# Selection
============================================================

2024-11-09

Trailing 2 Weeks Incidents

A diagram of two weeks of incidents

(Larger boxes are longer, darker boxes are higher-impact; see last week’s bulletin for details about the top row of incidents).

  • November 5: Customer Metrics Ingestion Disrupted (13:30EST): We operate a large VictoriaMetrics cluster that collects Prometheus-style metrics from Fly Machines (this is a built-in feature for all apps running on Fly.io; we’re generating metrics even if you don’t define any, but you can add a [metrics] configuration to your app to add additional ones. We attempted an upgrade of our cluster, which only partially succeeded, leaving the cluster in a state where queries and raw storage were functioning, but ingestion of metrics (vminsert) was compromised and generating a large and growing backlog of new entries. Several hours later, we determined that the ingestion app instances had an aggressive GOGC setting configured; restoring it to the default unjammed the backlog, and upgrading the ingestion service machine types and redeploying them cleared the backlog. Ingestion began functioning at 16:20EST and was restored around 17:00EST.

============================================================

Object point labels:
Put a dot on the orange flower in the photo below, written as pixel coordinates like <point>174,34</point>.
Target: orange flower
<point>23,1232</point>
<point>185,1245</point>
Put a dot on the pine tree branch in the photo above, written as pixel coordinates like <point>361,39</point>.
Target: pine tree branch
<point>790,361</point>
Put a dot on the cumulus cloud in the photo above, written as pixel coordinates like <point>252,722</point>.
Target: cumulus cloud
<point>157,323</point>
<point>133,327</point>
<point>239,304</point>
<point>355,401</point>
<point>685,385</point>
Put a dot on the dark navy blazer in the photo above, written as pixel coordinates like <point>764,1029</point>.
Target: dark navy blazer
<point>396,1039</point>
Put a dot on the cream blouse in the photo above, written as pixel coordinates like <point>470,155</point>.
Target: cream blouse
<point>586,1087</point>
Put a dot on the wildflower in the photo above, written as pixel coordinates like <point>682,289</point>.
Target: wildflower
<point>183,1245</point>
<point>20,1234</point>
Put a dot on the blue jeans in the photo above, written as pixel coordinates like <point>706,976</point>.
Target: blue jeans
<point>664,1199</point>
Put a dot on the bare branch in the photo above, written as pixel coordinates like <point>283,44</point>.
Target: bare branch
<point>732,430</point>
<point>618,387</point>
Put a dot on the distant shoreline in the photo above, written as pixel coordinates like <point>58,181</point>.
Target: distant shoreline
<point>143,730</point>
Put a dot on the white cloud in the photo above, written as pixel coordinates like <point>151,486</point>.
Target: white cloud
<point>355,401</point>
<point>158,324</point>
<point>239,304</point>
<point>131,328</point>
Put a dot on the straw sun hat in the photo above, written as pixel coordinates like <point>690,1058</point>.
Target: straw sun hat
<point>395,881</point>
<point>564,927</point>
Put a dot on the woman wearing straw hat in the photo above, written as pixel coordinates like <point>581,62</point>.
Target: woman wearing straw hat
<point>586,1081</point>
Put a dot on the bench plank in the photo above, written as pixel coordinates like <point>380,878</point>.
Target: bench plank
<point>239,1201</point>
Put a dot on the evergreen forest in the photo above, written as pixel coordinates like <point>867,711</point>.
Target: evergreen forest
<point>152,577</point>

============================================================

# Stated problem 1
Repeat the passage of the incident bulletin starting at "Trailing 2 Weeks" and ending at "row of incidents).".
# Stated problem 2
Pick up the incident bulletin at the point where it stops and continue writing it.

# Exercise output 1
Trailing 2 Weeks Incidents

A diagram of two weeks of incidents

(Larger boxes are longer, darker boxes are higher-impact; see last week’s bulletin for details about the top row of incidents).

# Exercise output 2
This Week In Engineering

Somtochi is working on bringing up regional Corrosion clusters. Recall that Corrosion is our state-sync service; think of it as a replacement for Consul, driven by SWIM gossip rather than Raft consensus, and with a SQLite interface (it essentially gossip-syncs a big SQLite database of everything running). In the wake of the Anycast outage from a few months back, we’ve been working on splitting Corrosion into a much smaller global cluster than we currently run (that is: gossiping less state into the global cluster) and then supporting it with regional clusters. A good first approximation of what we’re talking about: the global cluster knows every Fly App running in every region on the fleet, but the regional clusters know the specific Fly Machines for those Fly Apps running on the worker physicals in their region. Anyways, that’s what Somtochi is working on; this week, that mostly involved teaching our Corrosion-backed internal DNS service how to fetch informatin for machines in another regional cluster.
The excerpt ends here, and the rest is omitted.